### Records from a collection:
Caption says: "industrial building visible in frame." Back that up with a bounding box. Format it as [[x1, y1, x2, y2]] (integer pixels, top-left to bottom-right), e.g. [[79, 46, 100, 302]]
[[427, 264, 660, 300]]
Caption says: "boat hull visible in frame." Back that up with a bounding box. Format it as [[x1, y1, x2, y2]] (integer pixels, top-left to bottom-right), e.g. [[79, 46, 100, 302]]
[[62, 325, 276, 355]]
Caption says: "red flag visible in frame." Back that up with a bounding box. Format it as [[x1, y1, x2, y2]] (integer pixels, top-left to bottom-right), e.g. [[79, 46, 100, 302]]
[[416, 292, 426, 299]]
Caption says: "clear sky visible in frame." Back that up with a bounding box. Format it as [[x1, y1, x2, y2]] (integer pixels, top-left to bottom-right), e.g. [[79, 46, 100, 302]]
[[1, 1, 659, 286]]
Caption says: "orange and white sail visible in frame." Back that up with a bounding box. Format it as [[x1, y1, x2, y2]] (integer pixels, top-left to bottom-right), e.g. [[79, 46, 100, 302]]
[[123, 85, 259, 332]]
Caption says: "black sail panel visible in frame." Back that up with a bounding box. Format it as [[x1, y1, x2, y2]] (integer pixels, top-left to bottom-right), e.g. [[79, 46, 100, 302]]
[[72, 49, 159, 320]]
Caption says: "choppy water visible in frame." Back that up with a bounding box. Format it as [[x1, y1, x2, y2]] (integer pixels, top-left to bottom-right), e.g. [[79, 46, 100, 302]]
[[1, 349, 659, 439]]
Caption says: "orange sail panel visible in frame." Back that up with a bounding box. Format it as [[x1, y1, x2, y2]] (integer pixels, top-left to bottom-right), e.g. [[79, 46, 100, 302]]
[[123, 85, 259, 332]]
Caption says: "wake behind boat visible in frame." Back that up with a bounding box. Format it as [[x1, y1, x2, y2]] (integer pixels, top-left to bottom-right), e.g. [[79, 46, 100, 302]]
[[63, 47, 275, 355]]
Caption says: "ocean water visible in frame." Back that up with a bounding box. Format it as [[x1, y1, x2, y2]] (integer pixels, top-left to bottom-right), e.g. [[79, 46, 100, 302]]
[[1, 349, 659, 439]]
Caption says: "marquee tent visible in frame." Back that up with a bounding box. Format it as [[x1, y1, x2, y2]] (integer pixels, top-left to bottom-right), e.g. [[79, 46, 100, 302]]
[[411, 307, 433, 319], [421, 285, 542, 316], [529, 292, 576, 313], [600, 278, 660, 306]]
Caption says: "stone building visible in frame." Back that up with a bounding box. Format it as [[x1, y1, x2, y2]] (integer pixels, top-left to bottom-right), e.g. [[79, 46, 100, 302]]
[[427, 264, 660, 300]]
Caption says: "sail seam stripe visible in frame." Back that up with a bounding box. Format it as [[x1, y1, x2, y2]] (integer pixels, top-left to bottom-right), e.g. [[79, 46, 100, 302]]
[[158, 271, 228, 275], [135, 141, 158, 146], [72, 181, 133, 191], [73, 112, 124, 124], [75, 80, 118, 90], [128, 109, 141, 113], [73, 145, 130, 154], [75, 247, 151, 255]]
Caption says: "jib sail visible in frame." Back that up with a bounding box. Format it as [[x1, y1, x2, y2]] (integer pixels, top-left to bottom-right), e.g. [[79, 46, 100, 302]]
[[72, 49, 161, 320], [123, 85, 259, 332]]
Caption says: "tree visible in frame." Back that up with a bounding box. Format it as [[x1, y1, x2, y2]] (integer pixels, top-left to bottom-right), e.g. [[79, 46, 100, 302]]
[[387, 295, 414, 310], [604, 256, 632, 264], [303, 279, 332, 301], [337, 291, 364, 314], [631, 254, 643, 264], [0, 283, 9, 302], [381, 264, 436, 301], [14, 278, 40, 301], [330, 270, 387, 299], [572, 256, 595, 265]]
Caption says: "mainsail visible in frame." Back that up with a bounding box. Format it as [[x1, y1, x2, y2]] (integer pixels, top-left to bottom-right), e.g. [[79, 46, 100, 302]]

### Task details:
Could I ask you to return the records exactly and in full?

### Solution:
Caption says: "industrial building visible in frame." Back that up with a bounding box. Format it as [[x1, y1, x2, y2]] (integer pixels, top-left to bottom-right), e.g. [[79, 46, 100, 302]]
[[427, 264, 660, 300]]
Caption says: "boat hull visible in frame." Back that up with a bounding box. Format it as [[x1, y1, x2, y2]] (integer pixels, top-left to bottom-right), e.g. [[79, 46, 100, 302]]
[[62, 325, 276, 355]]
Caption says: "red flag visible in frame." Back that up with a bounding box. Format it as [[x1, y1, x2, y2]] (integer pixels, top-left to bottom-right), e.g. [[79, 46, 100, 302]]
[[416, 292, 426, 299]]
Caption says: "clear sky visible in frame." Back that up with a bounding box. Format it as [[x1, y1, x2, y2]] (integer pixels, top-left to bottom-right), e.g. [[79, 46, 100, 302]]
[[1, 1, 659, 286]]
Caption says: "orange and white sail visible in frame." Back that up with a bounding box. Format it as [[x1, y1, x2, y2]] (integer pixels, top-left to bottom-right), e.g. [[79, 46, 100, 302]]
[[123, 85, 259, 332]]
Caption says: "black sail panel visible in frame." Back that up with a bounding box. Format it as [[x1, y1, x2, y2]] (integer pixels, top-left to bottom-right), e.g. [[79, 46, 100, 302]]
[[72, 49, 159, 320]]
Caption says: "choppy water visible in frame." Back that up with a bounding box. Format it as [[x1, y1, x2, y2]] (integer pixels, top-left to bottom-right), e.g. [[79, 46, 100, 302]]
[[1, 349, 659, 439]]
Caption says: "orange sail panel visible in frame." Back that up with a bounding box. Format it as [[x1, y1, x2, y2]] (integer pixels, top-left to bottom-right), e.g. [[79, 46, 100, 302]]
[[123, 85, 259, 332]]
Caption says: "wake behind boat visible in frame." Back that up with a bounding box. Format it as [[x1, y1, x2, y2]] (integer pixels, top-left to bottom-right), e.g. [[79, 46, 100, 302]]
[[63, 47, 275, 355]]
Caption says: "ocean water visible in frame." Back that up with a bounding box. Format it as [[x1, y1, x2, y2]] (integer pixels, top-left to bottom-right), e.g. [[79, 46, 100, 302]]
[[1, 349, 659, 439]]
Caption says: "marquee tent visible in frame." Back that up with a bounding box. Format it as [[x1, y1, x2, y2]] (integer pixels, top-left to bottom-right), e.g. [[79, 46, 100, 302]]
[[411, 307, 433, 319], [421, 285, 542, 316], [529, 292, 576, 313], [600, 278, 660, 306]]
Caption says: "stone building visible in frame." Back that up with a bounding box. Format it as [[x1, y1, x2, y2]] (integer pixels, top-left to bottom-right), e.g. [[79, 46, 100, 302]]
[[427, 264, 660, 300]]
Caption says: "sail seam stripe visible in frame." Back that up with a bounding box. Format it as [[x1, y1, x2, y2]] (integer pixels, top-left to bottom-right), e.g. [[79, 46, 100, 302]]
[[158, 271, 228, 275], [135, 141, 158, 146], [72, 181, 133, 191], [73, 112, 124, 124], [75, 80, 118, 90], [128, 109, 141, 113], [73, 145, 130, 154], [75, 247, 151, 255]]
Caption says: "jib sail visible in frame." Back that up with a bounding box. Format it as [[x1, y1, x2, y2]] (integer pixels, top-left to bottom-right), e.g. [[79, 46, 100, 302]]
[[72, 49, 161, 320], [123, 85, 259, 332]]
Caption says: "tree visible in frame." Back that up with a bounding box. Format it as [[x1, y1, x2, y2]] (integer pixels, top-left to bottom-right), e.g. [[79, 46, 100, 302]]
[[387, 295, 414, 310], [604, 256, 632, 264], [303, 279, 332, 301], [337, 291, 364, 314], [631, 254, 643, 264], [0, 283, 9, 302], [381, 264, 436, 301], [14, 278, 40, 301], [330, 270, 387, 299], [572, 256, 595, 265]]
Caption says: "mainsail visible in frame." Back that up with a bounding box. Format it as [[x1, y1, x2, y2]] (integer pixels, top-left to bottom-right), e.g. [[79, 46, 100, 302]]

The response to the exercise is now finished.